#### Brano di lettura:
Che anno, quell’anno
ADDIO TERRORISMO PABLITO FA GOL, PERTINI APPLAUDE E NOI SIAMO FELICI
Rossi è il simbolo di un’epoca, con la fine degli Anni di piombo, il Mundial, la gioia popolare. E il videoregistratore per rivederci
Nel 1982 erano stati presentati da poco i videoregistratori. Si affittavano, non si acquistavano, allora. Era la prima volta che si poteva uscire dalla dimensione puramente effimera del vissuto televisivo. Un’immagine poteva dunque non solo “passare” ma anche restare. Ci sembrò una rivoluzione immensa. Poter possedere e rivedere per tua scelta ciò che era comparso un istante su uno schermo televisivo era sconvolgente. Le cassette erano grandi e l’apparato rumoroso ma rassicurante. Ci fu un boom di affitti, nella primavera di quell’anno. I Mondiali di calcio di Spagna trainarono un’industria, quella della comunicazione, che poi trainerà un decennio, forse un quarantennio.
Pertini e Spadolini
Eravamo nell’estate del 1982. Davanti alla televisione. Spadolini era Presidente del Consiglio, il primo non democristiano da decenni. Pertini, socialista, era il Capo dello Stato. Qualcosa si muoveva. Il Commissario tecnico della nazionale era Enzo Bearzot, che aveva ereditato, in coabitazione con Fulvio Bernardini, la squinternata e lacerata Nazionale reduce dalla disfatta dei Mondiali del 1974 e poi, rimasto solo alla guida degli azzurri, li aveva portati in Argentina a giocare un calcio spettacolare mostrando il coraggio di includere, all’ultimo momento, il ventunenne Paolo Rossi centravanti del piccolo Lanerossi Vicenza e Antonio Cabrini, venti anni e quindici sole partite in stagione con la Juve. Fummo eliminati dalla mala sorte con l’Olanda ma gli italiani si innamorarono di quella formazione che, quattro anni dopo, arrivò in Spagna accompagnata però da mugugni e fosche previsioni. In mezzo c’erano stati gli Europei disputati in Italia con scarsi risultati e lo scandalo delle scommesse che aveva terremotato il calcio e frenato per due anni persino il più popolare dei calciatori italiani, Paolo Rossi.

#### Consegna 1:
Per ciascuna affermazione indica se concorda con il brano sul 1982, rispondendo sì o no e citando alla lettera le parole decisive: (a) nel 1982 i videoregistratori si acquistavano invece di affittarli; (b) Spadolini fu il primo Presidente del Consiglio non democristiano da decenni; (c) Antonio Cabrini aveva ventun anni quando Bearzot lo portò in Argentina.
#### Consegna 2:
Riporta senza modifiche la parte del brano sul 1982 che va da "Che anno, quell’anno" fino a "forse un quarantennio." compreso.
I record sono materiale a sé, indipendente dal brano sul 1982.

#### Materiale fornito:
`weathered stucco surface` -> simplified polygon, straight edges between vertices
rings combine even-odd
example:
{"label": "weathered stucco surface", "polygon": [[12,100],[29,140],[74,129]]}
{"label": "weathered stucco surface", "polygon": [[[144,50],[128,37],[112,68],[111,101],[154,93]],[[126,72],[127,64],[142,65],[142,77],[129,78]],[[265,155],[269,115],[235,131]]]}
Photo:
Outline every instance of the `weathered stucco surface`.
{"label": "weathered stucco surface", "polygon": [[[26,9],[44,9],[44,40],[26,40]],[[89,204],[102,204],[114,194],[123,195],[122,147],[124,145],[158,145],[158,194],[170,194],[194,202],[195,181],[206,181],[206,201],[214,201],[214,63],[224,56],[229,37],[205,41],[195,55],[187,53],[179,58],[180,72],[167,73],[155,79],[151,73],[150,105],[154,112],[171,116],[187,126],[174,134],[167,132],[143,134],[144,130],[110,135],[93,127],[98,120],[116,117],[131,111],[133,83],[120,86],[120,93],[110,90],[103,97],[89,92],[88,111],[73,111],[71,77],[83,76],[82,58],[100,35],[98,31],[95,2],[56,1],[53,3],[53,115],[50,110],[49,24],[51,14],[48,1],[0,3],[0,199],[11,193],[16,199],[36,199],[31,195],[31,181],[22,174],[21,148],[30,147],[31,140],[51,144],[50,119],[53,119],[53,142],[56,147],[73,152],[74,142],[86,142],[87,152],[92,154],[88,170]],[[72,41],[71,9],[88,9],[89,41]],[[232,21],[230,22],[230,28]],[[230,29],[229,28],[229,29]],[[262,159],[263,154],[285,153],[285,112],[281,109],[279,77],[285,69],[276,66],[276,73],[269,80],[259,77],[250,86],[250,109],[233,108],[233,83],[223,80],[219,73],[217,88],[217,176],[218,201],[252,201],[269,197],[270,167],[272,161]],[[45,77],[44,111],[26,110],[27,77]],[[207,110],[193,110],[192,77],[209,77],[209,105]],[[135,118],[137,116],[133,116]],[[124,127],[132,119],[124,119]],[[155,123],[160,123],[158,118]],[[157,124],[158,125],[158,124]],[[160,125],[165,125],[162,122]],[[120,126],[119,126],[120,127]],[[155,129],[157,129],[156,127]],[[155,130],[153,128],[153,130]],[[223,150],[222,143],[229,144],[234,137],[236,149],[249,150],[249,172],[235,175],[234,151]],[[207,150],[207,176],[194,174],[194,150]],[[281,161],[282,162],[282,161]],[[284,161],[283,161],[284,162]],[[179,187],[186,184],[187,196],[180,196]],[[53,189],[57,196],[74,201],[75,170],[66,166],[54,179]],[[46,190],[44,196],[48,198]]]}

#### Risposta 1:
(a) No: "Si affittavano, non si acquistavano, allora."
(b) Sì: "Spadolini era Presidente del Consiglio, il primo non democristiano da decenni."
(c) No: "Antonio Cabrini, venti anni e quindici sole partite in stagione con la Juve."

#### Risposta 2:
Che anno, quell’anno
ADDIO TERRORISMO PABLITO FA GOL, PERTINI APPLAUDE E NOI SIAMO FELICI
Rossi è il simbolo di un’epoca, con la fine degli Anni di piombo, il Mundial, la gioia popolare. E il videoregistratore per rivederci
Nel 1982 erano stati presentati da poco i videoregistratori. Si affittavano, non si acquistavano, allora. Era la prima volta che si poteva uscire dalla dimensione puramente effimera del vissuto televisivo. Un’immagine poteva dunque non solo “passare” ma anche restare. Ci sembrò una rivoluzione immensa. Poter possedere e rivedere per tua scelta ciò che era comparso un istante su uno schermo televisivo era sconvolgente. Le cassette erano grandi e l’apparato rumoroso ma rassicurante. Ci fu un boom di affitti, nella primavera di quell’anno. I Mondiali di calcio di Spagna trainarono un’industria, quella della comunicazione, che poi trainerà un decennio, forse un quarantennio.